• _DESCRIPTION OF THE TASK_
Please copy every line from the following entries in which the word "query" appears.

Saved entries:
########################################
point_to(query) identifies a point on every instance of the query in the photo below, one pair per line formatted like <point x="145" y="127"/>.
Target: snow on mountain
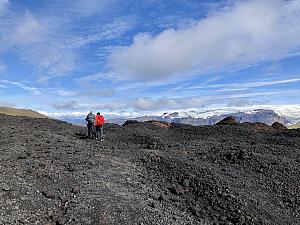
<point x="287" y="114"/>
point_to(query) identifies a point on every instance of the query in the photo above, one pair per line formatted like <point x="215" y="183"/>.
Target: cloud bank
<point x="242" y="34"/>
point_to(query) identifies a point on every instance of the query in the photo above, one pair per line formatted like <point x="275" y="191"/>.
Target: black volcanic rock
<point x="279" y="126"/>
<point x="146" y="173"/>
<point x="227" y="121"/>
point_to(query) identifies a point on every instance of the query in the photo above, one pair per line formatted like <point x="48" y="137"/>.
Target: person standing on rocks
<point x="99" y="122"/>
<point x="90" y="119"/>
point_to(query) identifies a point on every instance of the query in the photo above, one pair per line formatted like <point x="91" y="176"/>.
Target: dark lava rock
<point x="5" y="187"/>
<point x="48" y="194"/>
<point x="279" y="126"/>
<point x="227" y="121"/>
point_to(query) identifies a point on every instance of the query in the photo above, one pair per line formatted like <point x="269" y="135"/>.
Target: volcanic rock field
<point x="148" y="173"/>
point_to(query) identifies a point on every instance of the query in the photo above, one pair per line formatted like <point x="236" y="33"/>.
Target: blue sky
<point x="139" y="57"/>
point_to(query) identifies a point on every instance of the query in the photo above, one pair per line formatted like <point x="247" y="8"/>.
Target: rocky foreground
<point x="148" y="173"/>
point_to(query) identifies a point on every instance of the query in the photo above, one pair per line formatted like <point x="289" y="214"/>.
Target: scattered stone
<point x="5" y="187"/>
<point x="48" y="194"/>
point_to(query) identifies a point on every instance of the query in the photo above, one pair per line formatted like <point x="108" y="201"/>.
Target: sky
<point x="133" y="57"/>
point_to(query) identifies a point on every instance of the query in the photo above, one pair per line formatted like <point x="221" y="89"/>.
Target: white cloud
<point x="246" y="33"/>
<point x="88" y="7"/>
<point x="7" y="104"/>
<point x="32" y="90"/>
<point x="68" y="105"/>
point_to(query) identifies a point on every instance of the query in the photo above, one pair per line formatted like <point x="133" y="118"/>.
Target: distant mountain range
########################################
• _TASK RESPONSE_
point_to(query) identifies a point on every instance of the query in the photo below, one pair per line formatted like <point x="145" y="127"/>.
point_to(query) identifies a point on every instance of the query in the photo above, one pair per line formatted like <point x="215" y="183"/>.
point_to(query) identifies a point on every instance of the query in the photo above, one pair per line formatted like <point x="275" y="191"/>.
point_to(query) identifies a point on every instance of the query in the photo above, one pair per line formatted like <point x="48" y="137"/>.
point_to(query) identifies a point on every instance of the query in the photo above, one pair per line formatted like <point x="91" y="176"/>.
point_to(query) identifies a point on every instance of the query in the photo above, one pair per line formatted like <point x="269" y="135"/>.
point_to(query) identifies a point on every instance of the query in the photo above, one pair per line formatted like <point x="236" y="33"/>.
point_to(query) identifies a point on every instance of the query in the photo above, one pair per line formatted like <point x="247" y="8"/>.
point_to(query) identifies a point on every instance of the query in the photo above, one pair per line formatted like <point x="289" y="214"/>.
point_to(query) identifies a point on every instance of the query in the photo above, one pair per line formatted like <point x="108" y="201"/>.
point_to(query) identifies a point on every instance of the query in the photo above, one pair per line formatted like <point x="221" y="89"/>.
point_to(query) identifies a point on every instance of the query in the photo above, one pair per line formatted like <point x="133" y="118"/>.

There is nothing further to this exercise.